— Start —
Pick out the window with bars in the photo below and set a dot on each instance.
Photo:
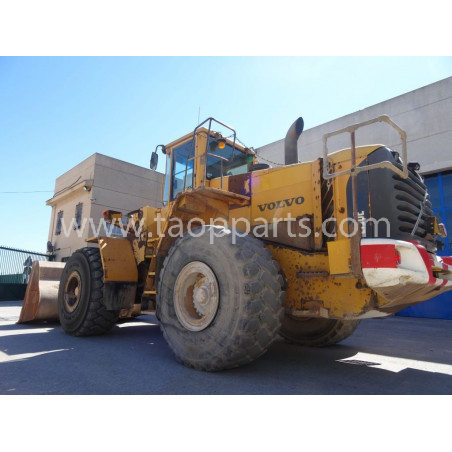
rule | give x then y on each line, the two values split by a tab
59	221
78	215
— End —
[Stated exercise]
Extract every line of the records above word for word, leaving the pictures out of your answer.

[Completed exercise]
Pick out the window with bars in the photo below and set a dot on each instance.
Photo:
rule | give x then y on each line, the two values split by a tab
59	221
78	215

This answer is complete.